▶ **Exercise instructions**:
Reproduce each of the following entries word for word, leaving every line unchanged.
** begin **
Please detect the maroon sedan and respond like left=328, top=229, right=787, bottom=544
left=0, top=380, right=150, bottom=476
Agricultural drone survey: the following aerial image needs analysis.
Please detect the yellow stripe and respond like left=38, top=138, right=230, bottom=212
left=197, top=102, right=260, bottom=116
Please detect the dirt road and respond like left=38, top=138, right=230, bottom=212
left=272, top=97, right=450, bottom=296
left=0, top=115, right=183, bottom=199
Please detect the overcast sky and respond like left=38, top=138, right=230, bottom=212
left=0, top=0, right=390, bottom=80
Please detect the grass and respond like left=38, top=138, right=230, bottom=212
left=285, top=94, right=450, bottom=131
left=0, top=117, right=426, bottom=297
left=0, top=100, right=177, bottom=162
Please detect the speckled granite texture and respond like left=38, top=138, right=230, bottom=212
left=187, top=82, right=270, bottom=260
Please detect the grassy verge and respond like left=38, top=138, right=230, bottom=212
** end **
▶ **Result**:
Please detect the maroon sedan and respond like left=328, top=229, right=787, bottom=544
left=0, top=380, right=150, bottom=476
Agricultural drone survey: the following aerial image needs analysis.
Please detect the yellow stripe and respond like left=38, top=138, right=230, bottom=212
left=197, top=102, right=260, bottom=116
Please detect the dirt road and respond like left=38, top=138, right=230, bottom=212
left=272, top=97, right=450, bottom=296
left=0, top=115, right=183, bottom=199
Please detect the overcast sky and respond like left=38, top=138, right=230, bottom=212
left=0, top=0, right=390, bottom=80
Please detect the grass and respond like left=38, top=138, right=230, bottom=212
left=285, top=94, right=450, bottom=131
left=0, top=117, right=426, bottom=297
left=0, top=100, right=177, bottom=162
Please detect the speckled granite texture and respond like left=38, top=138, right=230, bottom=212
left=187, top=82, right=270, bottom=260
Please detect the grassy verge and respond like left=38, top=138, right=230, bottom=212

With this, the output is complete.